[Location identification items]
---

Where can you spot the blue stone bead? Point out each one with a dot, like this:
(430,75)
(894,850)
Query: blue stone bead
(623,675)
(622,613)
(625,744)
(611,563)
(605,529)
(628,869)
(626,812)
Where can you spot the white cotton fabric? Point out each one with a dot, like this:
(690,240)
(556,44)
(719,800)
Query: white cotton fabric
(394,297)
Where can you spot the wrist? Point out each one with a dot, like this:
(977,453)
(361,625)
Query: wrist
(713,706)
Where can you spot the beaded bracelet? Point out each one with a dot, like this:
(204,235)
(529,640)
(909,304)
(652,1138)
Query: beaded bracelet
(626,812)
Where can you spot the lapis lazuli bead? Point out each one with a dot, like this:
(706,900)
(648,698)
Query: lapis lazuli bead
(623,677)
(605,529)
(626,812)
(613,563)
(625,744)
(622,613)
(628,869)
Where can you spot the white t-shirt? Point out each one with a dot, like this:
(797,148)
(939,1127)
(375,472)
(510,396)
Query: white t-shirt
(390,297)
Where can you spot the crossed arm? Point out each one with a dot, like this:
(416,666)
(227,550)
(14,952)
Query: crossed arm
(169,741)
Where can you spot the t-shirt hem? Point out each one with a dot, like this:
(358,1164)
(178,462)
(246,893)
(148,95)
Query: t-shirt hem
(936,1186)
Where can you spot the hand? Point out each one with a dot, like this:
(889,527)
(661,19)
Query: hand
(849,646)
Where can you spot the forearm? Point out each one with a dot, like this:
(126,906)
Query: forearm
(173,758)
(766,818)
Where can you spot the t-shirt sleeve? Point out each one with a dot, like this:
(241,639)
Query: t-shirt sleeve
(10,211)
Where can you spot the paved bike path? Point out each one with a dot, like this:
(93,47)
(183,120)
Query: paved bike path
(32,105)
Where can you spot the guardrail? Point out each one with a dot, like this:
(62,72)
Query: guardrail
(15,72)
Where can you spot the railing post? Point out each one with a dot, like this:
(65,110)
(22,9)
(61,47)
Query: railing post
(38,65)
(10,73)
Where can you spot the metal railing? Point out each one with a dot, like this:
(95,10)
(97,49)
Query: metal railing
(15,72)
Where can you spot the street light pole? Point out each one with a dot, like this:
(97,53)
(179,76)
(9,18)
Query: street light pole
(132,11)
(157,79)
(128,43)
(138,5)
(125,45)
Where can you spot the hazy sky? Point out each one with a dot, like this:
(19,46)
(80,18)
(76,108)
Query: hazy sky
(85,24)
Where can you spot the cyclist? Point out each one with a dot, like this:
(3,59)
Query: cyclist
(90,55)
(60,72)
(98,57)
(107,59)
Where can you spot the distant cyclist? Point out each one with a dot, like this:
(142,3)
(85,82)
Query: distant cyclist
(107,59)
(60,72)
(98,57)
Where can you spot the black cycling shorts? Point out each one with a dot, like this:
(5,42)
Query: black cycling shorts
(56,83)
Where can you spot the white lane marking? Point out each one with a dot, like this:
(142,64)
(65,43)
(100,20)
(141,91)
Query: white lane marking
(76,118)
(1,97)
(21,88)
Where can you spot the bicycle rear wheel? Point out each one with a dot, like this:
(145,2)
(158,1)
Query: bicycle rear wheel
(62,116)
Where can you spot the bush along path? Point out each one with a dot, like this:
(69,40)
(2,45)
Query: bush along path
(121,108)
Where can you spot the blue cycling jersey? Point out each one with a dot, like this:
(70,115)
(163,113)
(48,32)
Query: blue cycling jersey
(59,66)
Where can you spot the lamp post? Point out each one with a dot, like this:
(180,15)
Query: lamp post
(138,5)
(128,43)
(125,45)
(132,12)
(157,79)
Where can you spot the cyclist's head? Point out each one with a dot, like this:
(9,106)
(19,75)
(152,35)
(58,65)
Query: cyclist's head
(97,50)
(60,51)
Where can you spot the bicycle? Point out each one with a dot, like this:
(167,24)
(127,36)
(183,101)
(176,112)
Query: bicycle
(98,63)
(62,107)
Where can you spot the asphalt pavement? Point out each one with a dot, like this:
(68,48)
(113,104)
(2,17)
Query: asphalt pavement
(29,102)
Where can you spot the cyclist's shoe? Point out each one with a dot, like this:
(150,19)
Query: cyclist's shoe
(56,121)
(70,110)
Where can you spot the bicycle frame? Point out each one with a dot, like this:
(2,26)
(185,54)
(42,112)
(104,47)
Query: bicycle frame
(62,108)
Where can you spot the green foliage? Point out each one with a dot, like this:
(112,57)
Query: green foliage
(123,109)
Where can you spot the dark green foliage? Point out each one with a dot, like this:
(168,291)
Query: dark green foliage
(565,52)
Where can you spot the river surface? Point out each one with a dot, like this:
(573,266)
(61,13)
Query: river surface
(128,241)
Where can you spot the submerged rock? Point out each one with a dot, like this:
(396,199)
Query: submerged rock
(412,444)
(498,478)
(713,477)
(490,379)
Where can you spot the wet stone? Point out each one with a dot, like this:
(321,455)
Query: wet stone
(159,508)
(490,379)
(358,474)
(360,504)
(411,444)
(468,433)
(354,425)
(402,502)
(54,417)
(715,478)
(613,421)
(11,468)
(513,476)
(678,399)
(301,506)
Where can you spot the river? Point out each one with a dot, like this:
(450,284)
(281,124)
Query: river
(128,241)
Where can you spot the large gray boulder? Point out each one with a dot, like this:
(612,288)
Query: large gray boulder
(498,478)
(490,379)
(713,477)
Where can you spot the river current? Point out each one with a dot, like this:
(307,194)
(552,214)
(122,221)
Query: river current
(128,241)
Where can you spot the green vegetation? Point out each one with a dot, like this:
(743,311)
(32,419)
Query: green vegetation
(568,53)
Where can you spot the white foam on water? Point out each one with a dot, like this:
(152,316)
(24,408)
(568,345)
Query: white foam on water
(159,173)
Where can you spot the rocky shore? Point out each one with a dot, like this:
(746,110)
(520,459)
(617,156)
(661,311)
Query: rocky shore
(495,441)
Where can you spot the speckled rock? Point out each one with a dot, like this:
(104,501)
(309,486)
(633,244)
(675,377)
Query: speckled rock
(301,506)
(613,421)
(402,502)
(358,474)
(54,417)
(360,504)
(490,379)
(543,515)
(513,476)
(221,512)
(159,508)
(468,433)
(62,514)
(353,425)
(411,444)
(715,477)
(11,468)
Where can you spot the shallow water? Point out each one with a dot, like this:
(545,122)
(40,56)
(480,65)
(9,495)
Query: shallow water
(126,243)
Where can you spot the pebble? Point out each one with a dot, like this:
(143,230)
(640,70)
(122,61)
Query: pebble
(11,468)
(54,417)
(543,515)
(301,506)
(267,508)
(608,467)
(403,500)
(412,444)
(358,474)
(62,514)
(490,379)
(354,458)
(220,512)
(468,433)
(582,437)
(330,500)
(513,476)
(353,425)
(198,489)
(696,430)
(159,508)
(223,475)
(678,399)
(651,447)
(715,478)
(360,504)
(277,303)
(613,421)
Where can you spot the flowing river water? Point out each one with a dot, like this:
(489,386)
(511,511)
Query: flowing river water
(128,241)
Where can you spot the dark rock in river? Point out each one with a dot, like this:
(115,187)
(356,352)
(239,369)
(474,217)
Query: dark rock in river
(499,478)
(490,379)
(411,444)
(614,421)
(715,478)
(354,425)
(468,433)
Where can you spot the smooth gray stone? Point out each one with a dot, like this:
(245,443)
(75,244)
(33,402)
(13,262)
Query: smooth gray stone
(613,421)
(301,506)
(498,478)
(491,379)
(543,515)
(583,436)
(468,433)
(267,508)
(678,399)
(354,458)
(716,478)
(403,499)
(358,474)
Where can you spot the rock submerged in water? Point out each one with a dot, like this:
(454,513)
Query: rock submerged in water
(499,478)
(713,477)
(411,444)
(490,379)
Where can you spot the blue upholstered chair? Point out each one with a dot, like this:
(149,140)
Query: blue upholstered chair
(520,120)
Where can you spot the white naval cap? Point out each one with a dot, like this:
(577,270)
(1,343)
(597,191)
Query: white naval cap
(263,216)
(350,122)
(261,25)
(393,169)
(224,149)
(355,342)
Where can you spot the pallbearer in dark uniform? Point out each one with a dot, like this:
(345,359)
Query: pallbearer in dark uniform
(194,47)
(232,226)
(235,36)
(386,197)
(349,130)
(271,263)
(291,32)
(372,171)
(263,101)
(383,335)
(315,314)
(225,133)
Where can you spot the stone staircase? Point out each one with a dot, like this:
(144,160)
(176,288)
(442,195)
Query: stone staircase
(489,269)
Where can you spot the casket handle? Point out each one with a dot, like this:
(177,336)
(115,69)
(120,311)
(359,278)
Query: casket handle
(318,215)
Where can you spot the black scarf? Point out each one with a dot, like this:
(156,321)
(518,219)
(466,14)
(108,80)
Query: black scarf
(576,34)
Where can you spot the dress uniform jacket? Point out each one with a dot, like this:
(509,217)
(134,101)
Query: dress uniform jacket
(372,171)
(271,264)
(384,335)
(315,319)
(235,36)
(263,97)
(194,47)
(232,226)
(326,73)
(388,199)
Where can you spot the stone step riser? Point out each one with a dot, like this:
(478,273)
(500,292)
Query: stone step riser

---

_Stated exercise_
Find the line containing "Where can you spot the dark rock" in the material above. Print it and every line after it through the end, exactly and only those.

_Written response_
Where can you spot the dark rock in river? Point out each one with a dot, like this:
(115,187)
(356,352)
(239,369)
(474,217)
Query: dark rock in river
(499,478)
(490,379)
(411,444)
(614,421)
(715,478)
(354,425)
(468,433)
Where can you spot the smooth gray stone? Point out each one with a dot, like this:
(245,443)
(75,244)
(33,402)
(13,262)
Query: smooth gray stone
(613,421)
(301,506)
(498,478)
(491,379)
(543,515)
(583,436)
(468,433)
(267,508)
(678,399)
(354,458)
(716,478)
(403,499)
(358,474)
Where can you spot the rock submerged in water? Point out each one with a dot, like this:
(454,513)
Query: rock submerged in water
(499,478)
(713,477)
(411,444)
(490,379)
Where can you spot the blue upholstered chair? Point out each one with a dot, like this:
(149,140)
Query: blue upholstered chair
(520,120)
Where can you spot the white naval cap? Point out each one with a dot, like this:
(577,270)
(1,343)
(597,191)
Query: white naval cap
(263,216)
(350,122)
(261,25)
(393,169)
(224,149)
(355,342)
Where can you spot the pallbearer in dark uniform? Point out each one with a dot, like this:
(345,359)
Query: pallbearer in dark uniform
(194,47)
(232,226)
(235,36)
(386,197)
(349,130)
(271,263)
(291,32)
(372,171)
(263,101)
(383,335)
(315,314)
(225,133)
Where can you spot the stone staircase? Point out each one with a dot, like this:
(144,160)
(176,288)
(442,195)
Query: stone staircase
(489,269)
Where can you spot the casket handle? Point out each one with a dot, like this:
(177,336)
(115,69)
(120,311)
(359,278)
Query: casket handle
(318,215)
Where can you spot the black scarf? Point out each one with a dot, like this:
(156,321)
(518,219)
(466,14)
(108,80)
Query: black scarf
(576,34)
Where can you spot the dress uniform jacket? Point out each one with a dot, like this:
(509,217)
(134,101)
Query: dress uniform jacket
(372,171)
(271,264)
(384,335)
(315,319)
(235,36)
(263,97)
(194,47)
(232,226)
(326,73)
(388,199)
Where can you spot the stone step riser? Point out each one with a dot, like this:
(478,273)
(500,292)
Query: stone step riser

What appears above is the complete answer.